## Supplied entries
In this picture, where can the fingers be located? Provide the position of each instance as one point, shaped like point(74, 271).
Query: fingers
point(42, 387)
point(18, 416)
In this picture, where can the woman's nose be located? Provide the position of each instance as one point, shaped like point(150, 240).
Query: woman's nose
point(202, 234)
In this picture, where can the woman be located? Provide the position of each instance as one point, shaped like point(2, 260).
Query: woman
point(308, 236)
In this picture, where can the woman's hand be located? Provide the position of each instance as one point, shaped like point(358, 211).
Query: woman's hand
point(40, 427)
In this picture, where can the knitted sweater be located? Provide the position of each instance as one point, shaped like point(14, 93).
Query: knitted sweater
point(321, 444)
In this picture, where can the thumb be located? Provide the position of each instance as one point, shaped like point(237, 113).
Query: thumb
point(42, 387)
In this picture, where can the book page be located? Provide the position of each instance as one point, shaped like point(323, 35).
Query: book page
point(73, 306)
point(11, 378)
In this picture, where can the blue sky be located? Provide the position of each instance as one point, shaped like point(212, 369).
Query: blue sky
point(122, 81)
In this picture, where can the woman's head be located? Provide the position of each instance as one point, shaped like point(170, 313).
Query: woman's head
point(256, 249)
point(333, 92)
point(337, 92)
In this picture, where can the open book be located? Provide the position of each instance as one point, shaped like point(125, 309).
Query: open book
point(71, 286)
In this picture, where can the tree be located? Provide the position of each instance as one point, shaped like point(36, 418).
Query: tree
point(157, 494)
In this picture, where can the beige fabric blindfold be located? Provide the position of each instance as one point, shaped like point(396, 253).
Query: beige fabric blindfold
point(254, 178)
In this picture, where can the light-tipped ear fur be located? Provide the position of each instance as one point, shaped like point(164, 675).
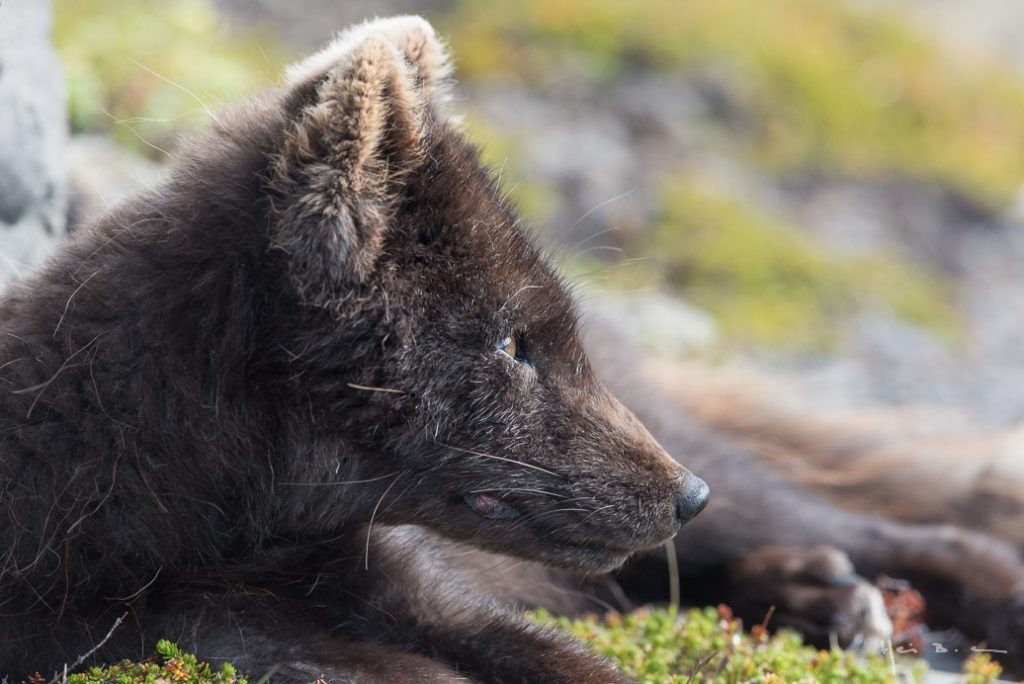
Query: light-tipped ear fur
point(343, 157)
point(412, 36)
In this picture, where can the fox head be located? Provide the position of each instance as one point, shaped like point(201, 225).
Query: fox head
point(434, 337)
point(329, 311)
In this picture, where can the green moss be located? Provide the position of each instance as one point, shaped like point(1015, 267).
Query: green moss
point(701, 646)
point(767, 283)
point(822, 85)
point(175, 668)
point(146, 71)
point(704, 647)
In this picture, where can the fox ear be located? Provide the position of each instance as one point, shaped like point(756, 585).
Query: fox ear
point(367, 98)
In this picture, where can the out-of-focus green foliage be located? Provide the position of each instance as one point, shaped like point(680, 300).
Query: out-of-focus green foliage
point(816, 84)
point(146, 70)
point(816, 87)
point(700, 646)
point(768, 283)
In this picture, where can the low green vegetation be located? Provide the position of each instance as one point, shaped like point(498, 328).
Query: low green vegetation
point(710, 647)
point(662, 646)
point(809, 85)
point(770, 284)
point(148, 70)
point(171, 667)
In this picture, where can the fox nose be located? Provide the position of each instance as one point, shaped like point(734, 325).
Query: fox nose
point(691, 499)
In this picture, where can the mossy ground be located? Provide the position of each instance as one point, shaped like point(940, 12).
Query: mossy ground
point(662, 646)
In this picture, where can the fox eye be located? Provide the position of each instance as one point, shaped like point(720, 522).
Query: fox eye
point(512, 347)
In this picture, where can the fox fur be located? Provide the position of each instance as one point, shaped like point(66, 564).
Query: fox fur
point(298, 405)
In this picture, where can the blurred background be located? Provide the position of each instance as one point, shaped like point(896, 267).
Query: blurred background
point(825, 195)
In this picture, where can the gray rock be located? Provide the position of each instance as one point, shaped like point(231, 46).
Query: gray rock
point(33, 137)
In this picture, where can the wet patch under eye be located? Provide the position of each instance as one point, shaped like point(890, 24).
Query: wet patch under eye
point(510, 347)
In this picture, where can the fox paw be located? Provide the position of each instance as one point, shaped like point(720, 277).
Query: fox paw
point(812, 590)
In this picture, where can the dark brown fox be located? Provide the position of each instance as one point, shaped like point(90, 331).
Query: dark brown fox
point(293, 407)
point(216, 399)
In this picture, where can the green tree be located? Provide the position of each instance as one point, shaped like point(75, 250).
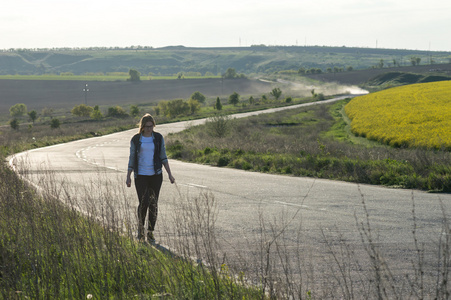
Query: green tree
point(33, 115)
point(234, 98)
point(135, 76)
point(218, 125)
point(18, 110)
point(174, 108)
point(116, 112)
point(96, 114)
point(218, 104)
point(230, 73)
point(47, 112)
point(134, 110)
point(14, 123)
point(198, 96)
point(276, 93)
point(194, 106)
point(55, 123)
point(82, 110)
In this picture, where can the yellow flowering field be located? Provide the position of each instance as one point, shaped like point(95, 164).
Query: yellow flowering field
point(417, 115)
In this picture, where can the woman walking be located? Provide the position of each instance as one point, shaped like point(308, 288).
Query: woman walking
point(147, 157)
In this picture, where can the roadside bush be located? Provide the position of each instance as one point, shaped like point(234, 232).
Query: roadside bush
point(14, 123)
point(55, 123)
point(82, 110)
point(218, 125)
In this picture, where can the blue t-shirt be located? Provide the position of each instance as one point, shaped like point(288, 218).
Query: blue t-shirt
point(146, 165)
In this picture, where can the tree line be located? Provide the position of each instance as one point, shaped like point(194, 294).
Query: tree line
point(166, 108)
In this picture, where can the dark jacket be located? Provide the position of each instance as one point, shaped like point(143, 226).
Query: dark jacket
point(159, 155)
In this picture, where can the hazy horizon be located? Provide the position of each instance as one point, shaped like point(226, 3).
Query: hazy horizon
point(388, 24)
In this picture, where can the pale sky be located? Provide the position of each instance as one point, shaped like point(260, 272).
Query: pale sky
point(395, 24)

## What to work on
Pictures are to be left out; repeat all the remaining data exactly.

## Result of the task
In this picture, where can the fingers be located? Provide the position of each instance as one point, shaped like point(74, 271).
Query: fingers
point(42, 387)
point(18, 416)
In this picture, where can the woman's nose be located? Provide the position of each instance as one point, shaped like point(150, 240).
Query: woman's nose
point(202, 234)
In this picture, where can the woman be located? Provide the position of each instance as one point, shaped like point(2, 260).
Query: woman
point(308, 236)
In this picture, where can the woman's hand be located? Provide the position of each instance as one point, shaped like point(358, 211).
Query: woman's hand
point(40, 427)
In this picture, where can the knitted sweater be located? Provide the position of each instance as one point, shaped like point(14, 93).
Query: knitted sweater
point(321, 444)
In this picture, where can the thumb be located? Provide the position of each instance as one point, shaped like point(237, 113).
Query: thumb
point(42, 387)
In this picture, where can the book page be located? Provide the position of each instance as one point, shaped like point(323, 35).
Query: book page
point(73, 306)
point(11, 378)
In this picture, where can the blue sky be located? Provide the position of each instance as one point, shaped like point(212, 369).
Query: blue sky
point(122, 81)
In this picture, where can the woman's head be located? Provide the position of each instance as one point, shaped like point(170, 313).
Query: woman's head
point(256, 249)
point(333, 92)
point(337, 92)
In this picture, where can the open book be located? Provide the position of each instance as one point, shaped like point(125, 309).
Query: open book
point(71, 286)
In this picture, where can the tree be located? Provide the position of each instance as one point, shaped like point(36, 418).
Query: tree
point(157, 494)
In this picture, where can the beige fabric blindfold be located? Provide the position of each instance as one point, shaped like point(396, 253).
Query: beige fabric blindfold
point(254, 178)
In this picture, where can the light-tipped ear fur be located? Provide the position of each instance as one point, shaped like point(164, 675).
Query: light-tipped ear fur
point(343, 157)
point(412, 36)
In this picture, where can the fox head be located? Provide the position of each instance as one point, shaped like point(201, 225).
Query: fox head
point(434, 337)
point(329, 311)
In this picture, where can the green moss be located? Provide the position of each instance as one point, shaped like point(1015, 267).
Query: green moss
point(701, 646)
point(767, 283)
point(822, 85)
point(175, 668)
point(146, 71)
point(704, 647)
In this picture, where can the fox ear be located? Provide the position of each instance as one point, shaped like point(756, 585).
Query: fox ear
point(367, 98)
In this picture, where can the out-of-focus green foliage be located? Provide the position of each instance as one point, shaped like point(680, 300).
Query: out-of-focus green foliage
point(816, 84)
point(146, 70)
point(816, 87)
point(700, 646)
point(768, 283)
In this picture, where can the low green vegetation be located? Provide the position of each instance as one point, shaped like point(498, 328).
Query: low green vegetation
point(710, 647)
point(662, 646)
point(809, 85)
point(770, 284)
point(148, 70)
point(171, 667)
In this picture, where can the fox nose be located? Provide the position of each instance as one point, shaped like point(734, 325).
Query: fox nose
point(691, 499)
In this picture, where can the mossy ground be located? Provide the position of each instance as one point, shaped like point(940, 12).
Query: mossy ground
point(662, 646)
In this picture, where can the fox eye be located? Provide the position of each instance as one point, shaped like point(720, 522).
Query: fox eye
point(512, 347)
In this picture, where can the fox fur be located? Provide the position of each instance as one point, shaped like point(66, 564).
Query: fox fur
point(298, 405)
In this picture, where can the blurred background be located? Provide the position of each instance as one point, shaped like point(896, 267).
Query: blurred background
point(825, 195)
In this picture, where can the gray rock be located? Provide the position of each instance as one point, shaped like point(231, 46).
Query: gray rock
point(33, 137)
In this picture, where can the wet patch under eye be located? Provide the position of each instance as one point, shaped like point(890, 24).
Query: wet patch under eye
point(510, 347)
In this picture, where can the fox paw be located? Provide the position of each instance as one point, shaped like point(720, 277).
Query: fox paw
point(812, 590)
In this picture, where can the dark brown fox be located? Provide the position of each instance as one point, shaped like point(90, 331).
Query: dark brown fox
point(293, 407)
point(216, 399)
In this picture, where can the green tree be located? Provide the position of each instance as one point, shaped like point(75, 250).
Query: green tree
point(33, 115)
point(234, 98)
point(135, 76)
point(218, 125)
point(18, 110)
point(174, 108)
point(116, 112)
point(96, 114)
point(218, 104)
point(230, 73)
point(47, 112)
point(134, 110)
point(14, 123)
point(198, 96)
point(276, 93)
point(194, 106)
point(55, 123)
point(82, 110)
In this picture, where can the yellow flowering field be located? Provide the position of each instance as one point, shaped like point(95, 164).
Query: yellow flowering field
point(417, 115)
In this picture, where can the woman walking be located? Provide the position of each instance as one point, shaped like point(308, 288).
Query: woman walking
point(147, 157)
In this picture, where can the roadside bush be located? Provide the position of each instance as one point, shaped like point(234, 232).
Query: roadside bush
point(14, 123)
point(55, 123)
point(82, 110)
point(218, 125)
In this picture, where can the blue t-shirt be located? Provide the position of each instance as one point, shaped like point(288, 218).
Query: blue t-shirt
point(146, 165)
In this picture, where can the tree line be located? Provide the position of each instance as one point, shaped like point(194, 294).
Query: tree line
point(166, 108)
In this picture, where can the dark jacket be located? Provide the position of each instance as one point, shaped like point(143, 226).
Query: dark jacket
point(159, 155)
In this picture, where can the hazy horizon be located? Provide the position of each instance as one point, shaped like point(226, 3).
Query: hazy horizon
point(388, 24)
In this picture, where can the pale sky be located? Provide the position of each instance as one point, shaped like point(260, 272).
Query: pale sky
point(395, 24)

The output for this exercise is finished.